* **AIM OF THE TASK**: Could you format every line of the records below as a numbered list, skipping any blank lines?

[Records of labeled boxes]
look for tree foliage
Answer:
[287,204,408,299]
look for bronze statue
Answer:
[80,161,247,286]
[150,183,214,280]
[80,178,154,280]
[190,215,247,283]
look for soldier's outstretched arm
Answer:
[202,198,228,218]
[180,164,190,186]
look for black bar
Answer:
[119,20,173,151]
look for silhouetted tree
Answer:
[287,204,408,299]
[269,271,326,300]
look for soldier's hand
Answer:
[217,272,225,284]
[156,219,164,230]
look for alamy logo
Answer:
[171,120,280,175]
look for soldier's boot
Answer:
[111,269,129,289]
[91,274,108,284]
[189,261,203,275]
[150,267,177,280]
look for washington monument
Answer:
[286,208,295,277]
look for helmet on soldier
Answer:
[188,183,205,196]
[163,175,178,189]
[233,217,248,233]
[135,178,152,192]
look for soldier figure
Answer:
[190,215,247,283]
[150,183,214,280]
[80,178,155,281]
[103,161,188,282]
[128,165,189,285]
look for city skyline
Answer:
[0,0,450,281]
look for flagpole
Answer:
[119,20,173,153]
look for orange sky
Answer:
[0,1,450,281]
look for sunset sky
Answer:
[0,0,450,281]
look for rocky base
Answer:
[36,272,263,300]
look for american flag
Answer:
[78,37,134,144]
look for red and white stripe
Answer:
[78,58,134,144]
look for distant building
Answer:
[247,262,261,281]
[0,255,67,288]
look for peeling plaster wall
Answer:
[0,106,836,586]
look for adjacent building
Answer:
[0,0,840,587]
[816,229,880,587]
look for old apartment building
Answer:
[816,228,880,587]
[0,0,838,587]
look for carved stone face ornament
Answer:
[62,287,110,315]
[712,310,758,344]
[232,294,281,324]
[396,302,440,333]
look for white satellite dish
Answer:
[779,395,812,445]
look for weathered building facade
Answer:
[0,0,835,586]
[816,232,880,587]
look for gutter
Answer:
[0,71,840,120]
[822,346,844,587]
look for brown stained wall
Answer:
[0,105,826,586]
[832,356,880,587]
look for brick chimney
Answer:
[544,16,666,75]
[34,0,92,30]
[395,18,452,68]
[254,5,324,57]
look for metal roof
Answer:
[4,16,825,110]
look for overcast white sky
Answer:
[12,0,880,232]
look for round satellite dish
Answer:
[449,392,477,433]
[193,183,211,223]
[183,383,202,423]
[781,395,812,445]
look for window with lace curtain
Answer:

* **REPLY TO THE TASK**:
1. look for tree foliage
2. Answer:
3. [287,204,408,299]
4. look for bronze statue
5. Answer:
6. [80,161,247,286]
7. [150,183,214,280]
8. [80,178,154,280]
9. [190,215,247,283]
10. look for soldier's outstretched arm
11. Answer:
12. [202,198,228,218]
13. [180,164,190,186]
14. look for black bar
15. Answer:
16. [119,20,173,151]
17. look for silhouetted tree
18. Answer:
19. [287,204,408,299]
20. [269,271,326,300]
21. look for soldier's hand
22. Answer:
23. [217,272,225,284]
24. [156,219,164,230]
25. look for alamy logo
26. Answer:
27. [171,120,280,175]
28. look for soldier's boot
29. Answer:
30. [111,269,129,289]
31. [91,274,108,284]
32. [189,261,203,275]
33. [150,267,177,280]
34. look for washington monument
35. Answer:
36. [286,208,295,277]
37. look for helmet on soldier
38. Answer:
39. [188,183,205,196]
40. [163,175,178,189]
41. [233,217,248,233]
42. [135,178,152,192]
43. look for soldier figure
44. Answer:
45. [190,215,247,283]
46. [150,183,214,280]
47. [80,178,155,281]
48. [103,161,188,282]
49. [128,165,189,285]
50. look for city skyline
51. Answer:
52. [0,0,450,281]
53. look for flagpole
54. Answer:
55. [119,20,173,153]
56. look for orange sky
57. Answer:
58. [0,1,450,281]
59. look for sunset sky
60. Answer:
61. [0,0,450,281]
62. look for rocky base
63. Answer:
64. [36,272,263,300]
65. look for american flag
66. Answer:
67. [78,37,134,144]
68. look for red and white stripe
69. Answer:
70. [78,58,134,144]
71. look for distant building
72. Answer:
73. [247,262,261,281]
74. [0,255,67,288]
75. look for peeling plaster wall
76. Answer:
77. [0,106,836,586]
78. look for adjacent building
79. Answer:
80. [0,0,840,587]
81. [816,229,880,587]
82. look for old apartment building
83. Answer:
84. [816,228,880,587]
85. [0,0,838,587]
86. look for carved stone face ornament
87. Answer:
88. [62,287,110,315]
89. [712,310,758,344]
90. [232,294,281,324]
91. [396,302,440,333]
92. look for white satellite dish
93. Answer:
94. [779,395,812,445]
95. look for weathered building facade
96. Answer:
97. [0,0,835,586]
98. [816,232,880,587]
99. look for gutter
100. Answer:
101. [0,71,840,120]
102. [822,346,844,587]
103. look for brown stained wall
104. Answer:
105. [0,105,826,586]
106. [832,356,880,587]
107. look for brick chimney
108. Answer:
109. [544,16,666,75]
110. [34,0,92,30]
111. [395,18,452,68]
112. [254,5,324,57]
113. look for metal roof
114. Answer:
115. [4,16,825,110]
116. look for overcast white sky
117. Answer:
118. [12,0,880,232]
119. look for round satellite dish
120. Answer:
121. [449,392,477,433]
122. [193,183,211,223]
123. [183,383,202,423]
124. [781,395,812,445]
125. look for window with lace curtain
126. Answer:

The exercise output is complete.